__What you are asked to do__: Lay out the lines of the dataset records, from the first line through the line containing "[275,222,292,229]", both ends included, as a Markdown table with the columns Index and Line. Omit blank lines.

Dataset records
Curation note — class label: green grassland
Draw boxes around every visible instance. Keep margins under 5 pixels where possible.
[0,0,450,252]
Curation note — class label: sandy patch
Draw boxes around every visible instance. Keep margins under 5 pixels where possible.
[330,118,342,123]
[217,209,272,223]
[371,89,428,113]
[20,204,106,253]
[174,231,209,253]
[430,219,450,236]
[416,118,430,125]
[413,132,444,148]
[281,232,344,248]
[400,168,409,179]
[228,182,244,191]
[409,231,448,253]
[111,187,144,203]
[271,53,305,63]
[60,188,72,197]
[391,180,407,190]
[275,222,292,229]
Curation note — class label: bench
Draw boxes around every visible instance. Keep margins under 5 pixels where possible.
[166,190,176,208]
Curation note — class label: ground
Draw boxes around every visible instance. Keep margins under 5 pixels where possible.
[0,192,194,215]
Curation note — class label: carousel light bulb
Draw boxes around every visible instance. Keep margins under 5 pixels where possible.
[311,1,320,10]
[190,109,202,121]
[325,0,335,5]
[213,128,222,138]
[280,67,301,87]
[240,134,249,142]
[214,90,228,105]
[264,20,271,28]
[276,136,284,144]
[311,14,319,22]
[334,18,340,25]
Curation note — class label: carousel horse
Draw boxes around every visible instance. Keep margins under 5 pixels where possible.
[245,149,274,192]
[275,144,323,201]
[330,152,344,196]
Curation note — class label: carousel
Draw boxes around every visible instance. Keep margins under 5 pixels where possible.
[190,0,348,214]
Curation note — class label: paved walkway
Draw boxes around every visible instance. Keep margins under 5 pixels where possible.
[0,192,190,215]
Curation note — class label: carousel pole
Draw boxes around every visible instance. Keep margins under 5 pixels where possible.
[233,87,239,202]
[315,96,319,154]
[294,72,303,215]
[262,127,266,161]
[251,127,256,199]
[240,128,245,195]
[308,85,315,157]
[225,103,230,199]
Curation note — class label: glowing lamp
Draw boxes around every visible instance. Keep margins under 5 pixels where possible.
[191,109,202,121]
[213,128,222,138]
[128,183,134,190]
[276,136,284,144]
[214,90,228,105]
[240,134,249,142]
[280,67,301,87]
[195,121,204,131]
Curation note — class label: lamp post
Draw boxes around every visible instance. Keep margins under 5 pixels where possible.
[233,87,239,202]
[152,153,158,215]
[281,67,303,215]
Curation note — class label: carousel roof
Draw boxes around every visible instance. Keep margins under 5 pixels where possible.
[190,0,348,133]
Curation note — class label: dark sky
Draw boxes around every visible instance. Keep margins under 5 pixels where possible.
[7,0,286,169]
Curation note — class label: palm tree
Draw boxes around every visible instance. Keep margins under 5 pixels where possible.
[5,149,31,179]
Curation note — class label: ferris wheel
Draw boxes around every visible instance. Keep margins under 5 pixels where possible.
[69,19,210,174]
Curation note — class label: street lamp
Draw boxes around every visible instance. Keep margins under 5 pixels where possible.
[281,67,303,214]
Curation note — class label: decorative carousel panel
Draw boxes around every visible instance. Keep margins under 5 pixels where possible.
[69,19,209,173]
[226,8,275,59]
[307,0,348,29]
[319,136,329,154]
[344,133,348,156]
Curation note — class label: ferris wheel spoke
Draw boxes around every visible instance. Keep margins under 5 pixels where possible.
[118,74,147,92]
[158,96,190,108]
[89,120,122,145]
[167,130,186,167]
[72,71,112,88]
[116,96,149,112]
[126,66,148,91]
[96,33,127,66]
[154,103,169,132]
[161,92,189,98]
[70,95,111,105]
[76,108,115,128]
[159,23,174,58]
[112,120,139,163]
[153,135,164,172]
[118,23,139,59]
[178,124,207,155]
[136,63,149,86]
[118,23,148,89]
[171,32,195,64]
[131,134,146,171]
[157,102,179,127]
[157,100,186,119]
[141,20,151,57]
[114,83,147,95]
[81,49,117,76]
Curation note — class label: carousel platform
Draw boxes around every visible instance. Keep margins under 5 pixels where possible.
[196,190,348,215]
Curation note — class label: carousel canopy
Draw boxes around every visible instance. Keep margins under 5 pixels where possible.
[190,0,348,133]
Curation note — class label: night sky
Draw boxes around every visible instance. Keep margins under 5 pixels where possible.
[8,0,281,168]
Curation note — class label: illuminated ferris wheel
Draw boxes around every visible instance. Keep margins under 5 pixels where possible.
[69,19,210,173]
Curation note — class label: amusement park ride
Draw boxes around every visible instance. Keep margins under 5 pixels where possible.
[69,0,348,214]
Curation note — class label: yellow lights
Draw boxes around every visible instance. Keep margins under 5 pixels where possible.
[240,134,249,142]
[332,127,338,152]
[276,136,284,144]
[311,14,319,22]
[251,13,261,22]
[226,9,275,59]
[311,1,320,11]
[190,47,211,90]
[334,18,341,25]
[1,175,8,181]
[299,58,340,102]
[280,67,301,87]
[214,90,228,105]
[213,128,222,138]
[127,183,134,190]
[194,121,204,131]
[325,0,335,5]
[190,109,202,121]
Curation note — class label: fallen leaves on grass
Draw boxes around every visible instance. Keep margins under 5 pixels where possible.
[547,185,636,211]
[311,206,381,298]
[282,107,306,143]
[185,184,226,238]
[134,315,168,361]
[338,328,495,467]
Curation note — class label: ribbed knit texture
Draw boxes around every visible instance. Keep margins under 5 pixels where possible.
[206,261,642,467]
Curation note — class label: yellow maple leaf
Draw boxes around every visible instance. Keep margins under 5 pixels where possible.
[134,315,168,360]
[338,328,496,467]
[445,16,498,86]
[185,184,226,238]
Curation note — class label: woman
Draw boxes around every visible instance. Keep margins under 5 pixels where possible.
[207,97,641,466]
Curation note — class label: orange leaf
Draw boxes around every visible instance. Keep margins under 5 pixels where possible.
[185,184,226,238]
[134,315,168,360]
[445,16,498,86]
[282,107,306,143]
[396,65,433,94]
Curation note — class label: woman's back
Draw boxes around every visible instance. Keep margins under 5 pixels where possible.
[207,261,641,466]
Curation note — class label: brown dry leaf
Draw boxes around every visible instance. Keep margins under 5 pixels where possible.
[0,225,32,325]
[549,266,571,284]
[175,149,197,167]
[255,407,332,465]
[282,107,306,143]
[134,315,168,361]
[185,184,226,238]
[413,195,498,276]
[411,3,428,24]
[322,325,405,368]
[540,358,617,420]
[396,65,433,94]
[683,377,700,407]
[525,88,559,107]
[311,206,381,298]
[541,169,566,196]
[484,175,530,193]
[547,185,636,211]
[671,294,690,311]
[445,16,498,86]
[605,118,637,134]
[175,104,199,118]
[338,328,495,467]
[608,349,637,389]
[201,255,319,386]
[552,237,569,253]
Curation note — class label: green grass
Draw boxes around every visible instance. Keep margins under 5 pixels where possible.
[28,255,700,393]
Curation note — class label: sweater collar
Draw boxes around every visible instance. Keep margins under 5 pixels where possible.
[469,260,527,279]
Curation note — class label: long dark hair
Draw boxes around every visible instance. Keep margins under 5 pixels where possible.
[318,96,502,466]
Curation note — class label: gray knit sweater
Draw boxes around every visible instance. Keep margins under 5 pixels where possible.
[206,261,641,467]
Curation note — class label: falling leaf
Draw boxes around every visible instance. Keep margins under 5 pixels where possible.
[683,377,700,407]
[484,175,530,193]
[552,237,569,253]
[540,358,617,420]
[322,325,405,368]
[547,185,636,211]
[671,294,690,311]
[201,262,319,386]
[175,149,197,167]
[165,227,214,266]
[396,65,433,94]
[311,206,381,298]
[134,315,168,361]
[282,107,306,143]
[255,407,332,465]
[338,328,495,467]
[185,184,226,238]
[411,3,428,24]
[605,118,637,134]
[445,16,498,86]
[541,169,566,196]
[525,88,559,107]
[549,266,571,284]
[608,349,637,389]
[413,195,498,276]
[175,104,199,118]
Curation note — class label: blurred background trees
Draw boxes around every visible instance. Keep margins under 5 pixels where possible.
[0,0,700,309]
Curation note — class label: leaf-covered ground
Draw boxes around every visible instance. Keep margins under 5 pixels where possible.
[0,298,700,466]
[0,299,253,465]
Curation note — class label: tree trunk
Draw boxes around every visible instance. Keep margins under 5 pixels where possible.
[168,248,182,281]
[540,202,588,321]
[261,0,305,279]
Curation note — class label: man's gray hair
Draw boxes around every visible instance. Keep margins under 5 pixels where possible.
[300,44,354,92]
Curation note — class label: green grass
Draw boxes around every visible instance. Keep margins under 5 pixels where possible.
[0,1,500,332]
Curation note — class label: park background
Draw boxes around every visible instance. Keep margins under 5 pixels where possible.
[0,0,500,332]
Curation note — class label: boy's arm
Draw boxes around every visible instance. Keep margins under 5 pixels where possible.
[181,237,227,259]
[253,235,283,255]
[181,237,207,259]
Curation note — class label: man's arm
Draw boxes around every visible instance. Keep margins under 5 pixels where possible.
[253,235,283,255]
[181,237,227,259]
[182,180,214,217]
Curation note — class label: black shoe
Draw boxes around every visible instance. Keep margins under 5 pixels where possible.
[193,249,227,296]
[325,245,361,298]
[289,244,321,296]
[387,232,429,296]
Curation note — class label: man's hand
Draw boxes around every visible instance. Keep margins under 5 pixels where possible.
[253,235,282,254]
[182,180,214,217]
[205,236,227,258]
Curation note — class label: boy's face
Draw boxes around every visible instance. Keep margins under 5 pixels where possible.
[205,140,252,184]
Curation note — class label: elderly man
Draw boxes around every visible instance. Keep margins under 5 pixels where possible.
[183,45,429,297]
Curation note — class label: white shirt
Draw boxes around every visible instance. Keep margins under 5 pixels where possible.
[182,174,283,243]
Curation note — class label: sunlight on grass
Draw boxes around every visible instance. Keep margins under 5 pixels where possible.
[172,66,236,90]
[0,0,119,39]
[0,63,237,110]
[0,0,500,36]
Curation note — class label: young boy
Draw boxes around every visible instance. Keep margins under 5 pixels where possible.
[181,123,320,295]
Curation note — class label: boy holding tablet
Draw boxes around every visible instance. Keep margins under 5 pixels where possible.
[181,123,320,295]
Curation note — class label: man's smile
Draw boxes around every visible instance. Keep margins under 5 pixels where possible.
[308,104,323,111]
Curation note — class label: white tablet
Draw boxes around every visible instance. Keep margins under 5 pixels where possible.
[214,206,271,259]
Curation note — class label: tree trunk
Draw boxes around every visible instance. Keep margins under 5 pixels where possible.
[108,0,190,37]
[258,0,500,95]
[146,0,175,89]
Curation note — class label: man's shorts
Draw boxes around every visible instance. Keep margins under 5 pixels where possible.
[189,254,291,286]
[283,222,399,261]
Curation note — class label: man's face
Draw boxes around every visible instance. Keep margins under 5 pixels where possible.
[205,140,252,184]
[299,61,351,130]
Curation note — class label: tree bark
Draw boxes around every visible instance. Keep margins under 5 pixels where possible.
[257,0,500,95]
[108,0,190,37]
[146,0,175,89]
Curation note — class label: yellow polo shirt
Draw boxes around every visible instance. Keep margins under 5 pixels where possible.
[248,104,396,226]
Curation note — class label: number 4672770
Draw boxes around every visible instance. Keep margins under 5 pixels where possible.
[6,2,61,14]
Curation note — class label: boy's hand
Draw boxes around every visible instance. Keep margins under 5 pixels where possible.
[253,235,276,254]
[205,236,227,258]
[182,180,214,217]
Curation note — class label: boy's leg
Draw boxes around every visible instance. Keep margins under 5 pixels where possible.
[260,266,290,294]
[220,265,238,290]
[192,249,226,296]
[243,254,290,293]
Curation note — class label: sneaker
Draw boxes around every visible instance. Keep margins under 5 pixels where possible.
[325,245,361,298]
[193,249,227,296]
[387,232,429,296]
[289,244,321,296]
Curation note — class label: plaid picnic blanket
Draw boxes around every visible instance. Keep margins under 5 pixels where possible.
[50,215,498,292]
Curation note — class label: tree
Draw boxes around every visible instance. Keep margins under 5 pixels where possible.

__Solution below__:
| Index | Line |
|---|---|
| 1 | Curation note — class label: green grassland |
| 2 | Draw boxes around every visible instance. Keep margins under 5 pixels where possible. |
| 3 | [0,0,450,252] |
| 4 | Curation note — class label: sandy patch |
| 5 | Draw boxes around every visible instance. Keep margins under 5 pixels where possible. |
| 6 | [330,118,342,123] |
| 7 | [217,209,272,223] |
| 8 | [371,89,428,113] |
| 9 | [20,204,106,253] |
| 10 | [174,231,209,253] |
| 11 | [430,219,450,236] |
| 12 | [416,118,430,125] |
| 13 | [413,132,444,148] |
| 14 | [281,232,344,248] |
| 15 | [400,168,409,179] |
| 16 | [228,182,244,191] |
| 17 | [409,231,448,253] |
| 18 | [111,187,144,203] |
| 19 | [271,53,305,63] |
| 20 | [60,188,72,197] |
| 21 | [391,180,407,190] |
| 22 | [275,222,292,229] |